- [TASK INPUT]

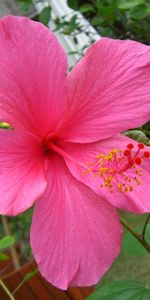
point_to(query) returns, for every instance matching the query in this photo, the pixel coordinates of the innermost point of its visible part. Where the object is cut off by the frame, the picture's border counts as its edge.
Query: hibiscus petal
(136, 201)
(32, 76)
(21, 171)
(75, 235)
(108, 90)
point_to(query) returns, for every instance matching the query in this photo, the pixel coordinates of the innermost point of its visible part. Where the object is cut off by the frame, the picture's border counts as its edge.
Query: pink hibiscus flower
(63, 152)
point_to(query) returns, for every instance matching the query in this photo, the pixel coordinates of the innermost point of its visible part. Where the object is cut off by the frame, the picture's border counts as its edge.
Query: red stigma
(141, 146)
(138, 160)
(146, 154)
(127, 152)
(130, 146)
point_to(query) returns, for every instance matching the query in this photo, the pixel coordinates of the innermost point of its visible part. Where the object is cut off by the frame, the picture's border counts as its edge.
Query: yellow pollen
(111, 169)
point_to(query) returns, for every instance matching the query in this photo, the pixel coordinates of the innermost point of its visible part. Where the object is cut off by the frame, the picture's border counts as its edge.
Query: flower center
(114, 168)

- [TASK INSTRUCTIONS] Arrange every line of the records above as a Markdown table with two columns, Row and Record line, numbering the rows and skipping blank lines. Leave the pictures out.

- [ANSWER TO THIS PROBLEM]
| Row | Record line |
|---|---|
| 1 | point_to(query) returns, for every instance matching the query in this photo, the pixel coordinates of the innermost point of its visible part. Where the object is cut off by the frame, the picture's border counts as its edge. |
| 2 | Query: hibiscus petal |
| 3 | (136, 201) |
| 4 | (32, 76) |
| 5 | (21, 171) |
| 6 | (75, 235) |
| 7 | (108, 90) |
| 8 | point_to(query) returns, for every instance matching the query in this photo, the pixel coordinates of the innermost point of its visible part. Where the object is cut off by the frame, the picture's border counts as its edge. |
| 9 | Query: pink hibiscus flower |
| 10 | (63, 152) |
| 11 | point_to(query) returns, for every instance matching the query in this photo, the pixel coordinates of the innermost point of its visible part. Where the object is cut off by the frame, the picture's border counts as its edge. |
| 12 | Query: red stigma |
| 13 | (141, 146) |
| 14 | (138, 160) |
| 15 | (146, 154) |
| 16 | (127, 152) |
| 17 | (130, 146) |
| 18 | point_to(query) returns, for every instance matching the query in this photo, the pixel coordinates of the innermost point of its visible part. Where the object is cut off by the frame, the picture's border counts as its edge. |
| 19 | Query: yellow pollen |
| 20 | (111, 169) |
| 21 | point_to(query) returns, for every instance matching the query in this photo, the pixel coordinates of the innermost point of its visible part. Where the object is cut off by the frame, the picture's border counts as its edge. |
| 22 | Query: flower center |
| 23 | (114, 168) |